Set of tasks:
(A) In the forum thread about Kim Kardashian playing Lara Croft, which actress does Rukia say could pull off the role?
(B) Continue the forum thread about Kim Kardashian playing Lara Croft from the point where it stops.

Selected passage:
[Start of section]
# Kim Kardashian...as Lara Croft?



## Dash (Jun 5, 2010)

> The Tomb Raider film franchise is on the cusp of a reboot, putting a younger-than-Angelina-Jolie Lara Croft onscreen and spinning a new origin story-type yarn. Could that younger Lara Croft be somehow famous person Kim Kardashian?
> 
> The next Tomb Raider flick is reportedly going to shoot in 3D and feature "a far more comic-strip version of Lara," according to a report from Showbiz Spy, who says that Kim Kardashian?who's not really an actress so much as she is a person who gets photographed?is in "negotiations" to take on the role. The rumored potential candidate for a future younger Lara?Kardashian's about 6 years younger than Jolie?is at least taking acting classes.
> 
> I've seen at least one movie starring Kim, but it certainly wasn't shown in any theaters, and that one was alright. Maybe it's not such a bad thing...





um what?


----------



## Detective (Jun 5, 2010)

Dash said:


> The Tomb Raider film franchise is on the cusp of a *Bust Reboot*, putting a younger-than-Angelina-Jolie Lara Croft onscreen and spinning a new origin story-type yarn. Could that younger Lara Croft be somehow famous person Kim Kardashian?



I have fixed the original article for accuracy if they really are going with Kim K as the new Lara.

But if you want an actress with actual skill and the sexiness to go with it, Rhona Mitra should be the only option. She was actually the original live action model for Tomb Raider series. And has the natural accent.



If it's just on body alone(which seems like the case for the Kardashian casting), the former live action model for the previous Tomb Raider series would give Kim a run for her money as well.

Karima Adebibe:


----------



## LayZ (Jun 5, 2010)

I never played Tomb Raider. I saw the first movie in theaters only because Jolie looked so sexy in the outfit.  I don't think Kim should try to act. She should just stick to modeling or whatever she "does".  But if this allows her to show off her amazing body for a couple of hours, I'm not going to hate on it.


----------



## Achilles (Jun 5, 2010)

How will her Daisy Dukes contain that ass?


----------



## Graham Aker (Jun 5, 2010)

ulius said:


> How will her Daisy Dukes contain that ass?


Very curious to see


----------



## Rukia (Jun 5, 2010)

Emily Blunt could pull it off.

And I guess someone could search Tibet for Keira Knightley and see if she is interested in acting anymore.  

But Kim is a horrible idea.


----------



## MartialHorror (Jun 5, 2010)

lol, is Kim even an actress? Why dont they get Paris Hilton to play a scientist while we're at it.

I actually enjoyed the first movie(Jolie was perfect casting), but didnt like the 2nd one......Sort of like the National Treasure movies now that I think about it. The first is dumb, but enjoyable. The sequel is a just-as-dumb rehash.


----------



## Comic Book Guy (Jun 5, 2010)

Now I just want to kick something.


----------



## Detective (Jun 5, 2010)
[End of section]
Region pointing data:
[Start of section]
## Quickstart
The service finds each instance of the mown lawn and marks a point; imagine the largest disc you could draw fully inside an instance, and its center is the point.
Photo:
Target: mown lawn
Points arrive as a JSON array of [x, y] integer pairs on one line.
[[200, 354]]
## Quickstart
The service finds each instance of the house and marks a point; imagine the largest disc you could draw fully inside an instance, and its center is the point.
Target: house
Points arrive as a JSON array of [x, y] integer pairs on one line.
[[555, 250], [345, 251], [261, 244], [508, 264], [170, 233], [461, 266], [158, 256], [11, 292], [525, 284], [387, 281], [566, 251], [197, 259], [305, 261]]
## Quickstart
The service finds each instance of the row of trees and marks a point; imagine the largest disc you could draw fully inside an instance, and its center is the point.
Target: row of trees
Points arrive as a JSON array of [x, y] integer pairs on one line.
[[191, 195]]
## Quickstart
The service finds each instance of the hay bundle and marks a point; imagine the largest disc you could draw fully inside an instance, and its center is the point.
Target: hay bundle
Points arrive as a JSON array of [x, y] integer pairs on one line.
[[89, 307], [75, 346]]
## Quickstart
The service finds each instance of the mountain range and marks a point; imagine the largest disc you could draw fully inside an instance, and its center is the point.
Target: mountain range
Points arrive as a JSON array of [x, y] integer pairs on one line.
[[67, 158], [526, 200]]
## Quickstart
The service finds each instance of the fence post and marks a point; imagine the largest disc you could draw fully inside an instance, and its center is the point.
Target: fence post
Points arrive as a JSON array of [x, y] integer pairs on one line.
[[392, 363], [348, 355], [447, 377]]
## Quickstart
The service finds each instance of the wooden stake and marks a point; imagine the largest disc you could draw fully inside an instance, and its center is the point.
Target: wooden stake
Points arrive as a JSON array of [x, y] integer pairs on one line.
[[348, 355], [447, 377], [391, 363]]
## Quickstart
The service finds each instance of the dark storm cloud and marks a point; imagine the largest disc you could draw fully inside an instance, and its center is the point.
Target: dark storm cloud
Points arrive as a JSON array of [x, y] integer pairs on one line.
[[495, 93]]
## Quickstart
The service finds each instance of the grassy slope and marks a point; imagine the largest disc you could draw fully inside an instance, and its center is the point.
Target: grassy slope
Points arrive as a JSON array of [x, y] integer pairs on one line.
[End of section]
Task responses:
(A) Emily Blunt

(B)
Rukia said:


> Emily Blunt could pull it off.



I'm sorry but in my mind, she has already been cast in the potential role of Selina Kyle/Catwoman in Nolan's next Batman film. Just imagine her already superb assets in tight black leather and stilettos and I'm sure you will agree.


----------



## The World (Jun 5, 2010)

She has no tits though, she would look horrible as Lara same as no titties Keira, unless they stuff their bra.

But that would be just lying to the public.


----------



## Ina (Jun 5, 2010)

lol don't be silly, that's not gonna happen.


----------



## Rukia (Jun 5, 2010)

Detective said:


> I'm sorry but in my mind, she has already been cast in the potential role of Selina Kyle/Catwoman in Nolan's next Batman film.


I hope so.  Unfortunately, Nolan has not announced this yet.  Hopefully we hear something a few months after the Inception discussion has all died down.


----------



## Detective (Jun 5, 2010)

Rukia said:


> I hope so.  Unfortunately, Nolan has not announced this yet.  Hopefully we hear something a few months after the Inception discussion has all died down.



Then somebody better stick something in Chee's mouth and tie her hands away from the keyboard, otherwise you know she won't stop with the Inception pimping till she uses that Dream Share Manual to subliminally make everyone watch the film.


----------



## Slice (Jun 5, 2010)

This is simply a horrible idea


----------



## Detective (Jun 5, 2010)

Slice said:


> This is simply a horrible idea



The only way I would accept Kim Kardashian as Lara Croft is if it was in a porn parody of the film series.


----------



## Shock Therapy (Jun 5, 2010)

lol porn parody.


----------



## Vanthebaron (Jun 5, 2010)

Sorry but no.


----------



## Morphine (Jun 6, 2010)

Kim is fail compared to Angelina or Rhona.


----------



## Starrk (Jun 8, 2010)

I think I just died a little inside.


----------



## CrazyMoronX (Jun 8, 2010)

No idea who that is. Not interested in a new Tombraider movie, anyway.


----------



## αshɘs (Jun 8, 2010)

Very bad idea.



Detective said:


> The only way I would accept Kim Kardashian as Lara Croft is if it was in a porn parody of the film series.



Very good idea.


----------



## Alucard4Blood (Jun 27, 2010)

hell no i dont want to see that


----------



## Shark Skin (Jun 27, 2010)

Why the fuck does Tomb Raider need a reboot anyway... fuck all this reboot shit.


----------



## Koi (Jun 27, 2010)

Sounds like bullshit to me.


----------



## Rukia (Jun 27, 2010)

I can't believe you think Kardashian is a good idea, Koi.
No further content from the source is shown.